[EXERCISE PASSAGE — start]
To the 118th Congress: Welcome Aboard. Now Get to Work — Part II
Improving the readiness of our military must be priority No. 1.
My thanks to faithful readers — pro and con — for reminding me I am not a prophet. In last week’s column, I predicted our new Congress would have a new speaker of the House and a “sworn-in” Republican majority in the House of Representatives by Jan. 3. Oops!
It took an unprecedented 15 ballots to elect Kevin McCarthy as speaker of the House of Representatives — and second in line to the presidency of the United States. Since then, a seemingly endless parade of “reporters,” pundits and political commentators have besieged us with how the extended process affects the Republican Party’s ability to influence the course of events during the next two years.
All this chatter is meaningless. What matters most is what Congress does to rapidly repair our national security.
Communist China is our No. 1 adversary. Xi Jinping’s goal of global domination is aided and abetted by Vladimir Putin, the Ayatollahs in Tehran, North Korea’s Kim Jong-un and a small handful of lesser despots like Syria’s Bashar Hafez al-Assad. Together, they pose our greatest risk of war.
Our nation’s armed forces exist to deter war and win if we must fight. Improving the readiness of our military must be priority No. 1 for our new Congress. Proof of our lack of readiness is in a piece at Defense One by Caitlin M. Kenney titled “‘We Should Have Been There’: Marine General Laments the State of the Amphib Navy,” and should chill every member of Congress. As China continues to build its Navy in numbers and sophistication, our Navy is suffering serious attrition.
When Russia invaded Ukraine in February 2022, the Joint Chiefs of Staff explored the early deployment of the 22nd Marine Expeditionary Unit from Camp Lejeune, North Carolina, to provide essential “contingency forces.” The Marines were ready, willing and able. But there were insufficient U.S. Navy amphibious ships available to transport the Marines and their equipment.
This reveals a gaping hole in our national defense and bodes a dangerous future. In sworn testimony, Lt. Gen. Karsten Heckl told lawmakers the Marine Corps needs at least 31 traditional amphibious ships: 10 LHA/LHD “big-decks” and 21 LPDs. The number is based on the Navy’s Optimized Fleet Response Plan, which assumes the ships have an 80% readiness rate.
[EXERCISE PASSAGE — finish]
[DATA FOR ANALYSIS — start]
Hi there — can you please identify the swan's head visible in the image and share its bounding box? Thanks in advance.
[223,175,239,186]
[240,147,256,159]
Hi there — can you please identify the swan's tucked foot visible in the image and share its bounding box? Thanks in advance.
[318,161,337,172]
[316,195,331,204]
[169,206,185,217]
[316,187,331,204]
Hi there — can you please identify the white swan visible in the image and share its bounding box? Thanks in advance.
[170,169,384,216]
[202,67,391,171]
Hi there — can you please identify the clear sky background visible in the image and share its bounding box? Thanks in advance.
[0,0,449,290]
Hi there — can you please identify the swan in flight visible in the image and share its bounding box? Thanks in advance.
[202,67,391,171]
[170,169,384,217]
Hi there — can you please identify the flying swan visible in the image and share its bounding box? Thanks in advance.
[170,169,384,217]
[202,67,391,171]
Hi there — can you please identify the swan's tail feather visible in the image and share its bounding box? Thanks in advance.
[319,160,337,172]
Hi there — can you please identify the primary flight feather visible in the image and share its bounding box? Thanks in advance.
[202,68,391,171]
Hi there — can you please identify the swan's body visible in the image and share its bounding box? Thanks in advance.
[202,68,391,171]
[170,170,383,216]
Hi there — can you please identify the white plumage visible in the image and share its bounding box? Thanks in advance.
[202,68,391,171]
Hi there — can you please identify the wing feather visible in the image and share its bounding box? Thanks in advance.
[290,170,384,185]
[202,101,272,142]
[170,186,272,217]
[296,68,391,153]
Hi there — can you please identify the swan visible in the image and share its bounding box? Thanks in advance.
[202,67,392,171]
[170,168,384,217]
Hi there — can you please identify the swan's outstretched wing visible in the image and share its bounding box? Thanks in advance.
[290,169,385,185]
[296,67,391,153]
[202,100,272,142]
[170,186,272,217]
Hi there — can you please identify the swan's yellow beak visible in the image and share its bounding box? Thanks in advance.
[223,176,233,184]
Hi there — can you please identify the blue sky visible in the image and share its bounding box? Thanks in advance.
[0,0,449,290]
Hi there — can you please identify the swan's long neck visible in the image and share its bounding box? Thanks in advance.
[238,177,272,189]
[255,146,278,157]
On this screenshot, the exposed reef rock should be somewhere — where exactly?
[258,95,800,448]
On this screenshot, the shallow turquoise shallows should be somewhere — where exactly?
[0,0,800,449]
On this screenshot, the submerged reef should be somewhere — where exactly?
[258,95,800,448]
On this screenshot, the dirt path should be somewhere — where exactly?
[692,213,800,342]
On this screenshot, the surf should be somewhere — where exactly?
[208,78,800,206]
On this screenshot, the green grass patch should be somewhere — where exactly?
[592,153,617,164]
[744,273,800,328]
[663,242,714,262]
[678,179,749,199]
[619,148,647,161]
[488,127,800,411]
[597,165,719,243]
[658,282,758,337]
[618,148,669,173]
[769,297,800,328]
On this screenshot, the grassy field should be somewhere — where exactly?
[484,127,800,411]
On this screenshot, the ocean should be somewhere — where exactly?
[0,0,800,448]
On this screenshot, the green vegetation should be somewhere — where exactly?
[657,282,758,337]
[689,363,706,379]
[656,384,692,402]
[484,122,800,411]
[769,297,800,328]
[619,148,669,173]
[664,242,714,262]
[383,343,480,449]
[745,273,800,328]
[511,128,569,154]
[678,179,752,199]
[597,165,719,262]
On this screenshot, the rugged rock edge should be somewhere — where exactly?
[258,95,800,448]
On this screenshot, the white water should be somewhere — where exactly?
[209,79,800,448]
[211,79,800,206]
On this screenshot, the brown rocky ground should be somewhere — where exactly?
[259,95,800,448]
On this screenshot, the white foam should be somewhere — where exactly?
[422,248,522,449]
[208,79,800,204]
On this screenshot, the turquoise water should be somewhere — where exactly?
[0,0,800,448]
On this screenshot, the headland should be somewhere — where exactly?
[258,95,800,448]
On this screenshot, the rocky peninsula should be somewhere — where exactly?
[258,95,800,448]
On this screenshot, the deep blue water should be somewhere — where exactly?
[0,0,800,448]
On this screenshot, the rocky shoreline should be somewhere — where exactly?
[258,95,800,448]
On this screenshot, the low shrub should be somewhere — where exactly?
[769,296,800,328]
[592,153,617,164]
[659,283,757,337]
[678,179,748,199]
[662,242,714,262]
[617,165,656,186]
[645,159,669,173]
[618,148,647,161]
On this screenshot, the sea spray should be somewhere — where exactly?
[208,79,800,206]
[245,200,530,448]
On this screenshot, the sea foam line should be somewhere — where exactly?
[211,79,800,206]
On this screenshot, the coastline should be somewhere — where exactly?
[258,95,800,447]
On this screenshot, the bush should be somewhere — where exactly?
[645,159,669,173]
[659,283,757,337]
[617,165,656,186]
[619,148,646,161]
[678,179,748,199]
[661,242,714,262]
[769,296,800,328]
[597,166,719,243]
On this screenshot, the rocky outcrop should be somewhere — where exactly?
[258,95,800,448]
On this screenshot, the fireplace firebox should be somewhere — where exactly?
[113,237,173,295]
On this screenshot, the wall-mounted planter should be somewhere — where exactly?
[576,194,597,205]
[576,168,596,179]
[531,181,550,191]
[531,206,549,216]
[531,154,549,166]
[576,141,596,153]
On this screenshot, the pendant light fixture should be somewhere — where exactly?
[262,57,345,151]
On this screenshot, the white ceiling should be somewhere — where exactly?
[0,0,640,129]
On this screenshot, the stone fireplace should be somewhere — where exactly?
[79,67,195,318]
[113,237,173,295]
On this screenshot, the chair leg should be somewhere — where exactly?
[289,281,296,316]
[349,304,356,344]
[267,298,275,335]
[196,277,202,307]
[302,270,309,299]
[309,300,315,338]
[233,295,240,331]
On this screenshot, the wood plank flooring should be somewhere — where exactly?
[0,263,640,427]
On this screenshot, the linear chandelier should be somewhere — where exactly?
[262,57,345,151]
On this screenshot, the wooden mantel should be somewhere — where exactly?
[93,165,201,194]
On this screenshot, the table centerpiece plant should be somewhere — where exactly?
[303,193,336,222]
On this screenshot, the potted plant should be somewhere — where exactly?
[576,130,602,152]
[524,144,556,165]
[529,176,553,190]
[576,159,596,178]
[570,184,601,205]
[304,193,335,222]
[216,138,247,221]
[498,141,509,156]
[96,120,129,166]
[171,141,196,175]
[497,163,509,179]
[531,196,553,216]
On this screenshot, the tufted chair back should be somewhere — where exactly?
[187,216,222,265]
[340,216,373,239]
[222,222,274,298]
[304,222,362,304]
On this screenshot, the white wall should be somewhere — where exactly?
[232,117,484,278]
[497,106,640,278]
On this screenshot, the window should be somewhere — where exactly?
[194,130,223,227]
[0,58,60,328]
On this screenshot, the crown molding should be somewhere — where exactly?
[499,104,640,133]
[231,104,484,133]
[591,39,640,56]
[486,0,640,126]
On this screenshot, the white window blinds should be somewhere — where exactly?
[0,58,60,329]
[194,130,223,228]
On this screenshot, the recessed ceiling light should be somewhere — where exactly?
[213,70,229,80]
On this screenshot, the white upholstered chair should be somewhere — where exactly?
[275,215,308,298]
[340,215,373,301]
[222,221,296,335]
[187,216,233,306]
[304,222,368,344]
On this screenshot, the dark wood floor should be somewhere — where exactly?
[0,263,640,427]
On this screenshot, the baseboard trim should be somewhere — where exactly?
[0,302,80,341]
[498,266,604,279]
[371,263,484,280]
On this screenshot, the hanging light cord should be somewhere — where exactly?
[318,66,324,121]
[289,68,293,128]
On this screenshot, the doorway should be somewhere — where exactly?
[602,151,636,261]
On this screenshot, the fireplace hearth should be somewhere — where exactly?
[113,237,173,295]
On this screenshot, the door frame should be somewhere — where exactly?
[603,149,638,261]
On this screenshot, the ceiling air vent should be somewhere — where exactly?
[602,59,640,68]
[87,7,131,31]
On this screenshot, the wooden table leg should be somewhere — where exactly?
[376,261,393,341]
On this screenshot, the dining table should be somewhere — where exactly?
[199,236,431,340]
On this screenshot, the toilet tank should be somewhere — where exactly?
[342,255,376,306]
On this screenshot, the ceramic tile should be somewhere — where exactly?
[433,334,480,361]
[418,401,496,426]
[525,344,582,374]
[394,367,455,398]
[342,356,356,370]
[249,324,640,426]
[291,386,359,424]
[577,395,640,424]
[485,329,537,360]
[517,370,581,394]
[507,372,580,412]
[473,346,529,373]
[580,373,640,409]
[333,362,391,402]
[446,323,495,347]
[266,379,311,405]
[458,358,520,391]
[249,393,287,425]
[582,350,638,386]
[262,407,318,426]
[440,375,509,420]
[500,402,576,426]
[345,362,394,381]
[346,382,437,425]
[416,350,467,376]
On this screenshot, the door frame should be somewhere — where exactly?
[DATA FOR ANALYSIS — finish]
## YOUR TASKS
1. According to the column on the 118th Congress, why could the 22nd Marine Expeditionary Unit not be deployed early after Russia invaded Ukraine? Answer in one to three sentences.
2. In the column on the 118th Congress, how many traditional amphibious ships did Lt. Gen. Karsten Heckl say the Marine Corps needs?
3. Carry on the column on the 118th Congress, starting after its last sentence.
The listing comes from a separate source and has no connection to the column.

## ANSWERS IN ORDER
1. Not enough U.S. Navy amphibious ships were available to transport the Marines and their equipment. The Marines themselves were ready, willing and able to go.

2. At least 31: 10 LHA/LHD "big-decks" and 21 LPDs.

3.
At the time of Lt. Gen. Heckl’s report to Congress, our Navy had 32 ships, but only 15 (47%) were available. The lead ship of the Kearsarge Amphibious Ready Group, assigned to transport the 22nd MEU, was mothballed when it returned to port in October 2022.
The ranks of our military are thinning the same way as its equipment due to the failing policies of the Biden regime and its push for a WOKE agenda. Enlistments and reenlistments in every branch of the U.S. military are well below levels essential to maintain combat readiness. More than 8,000 military personnel — many with critical military occupational specialties (MOSs) — were discharged from our armed forces for being unwilling to be injected with the experimental COVID vaccines. That requirement has now been dropped for successive “booster shots” and new accessions need not be inoculated — but the damage is already done.
Scores of soldiers, sailors, airmen, Guardsmen and Marines I covered in the long war against radical Islam have told me their reasons for leaving service. No. 1, overwhelmingly, is “the disastrous August 2021 Afghanistan ‘Bug Out’ for which no one has ever been held accountable.”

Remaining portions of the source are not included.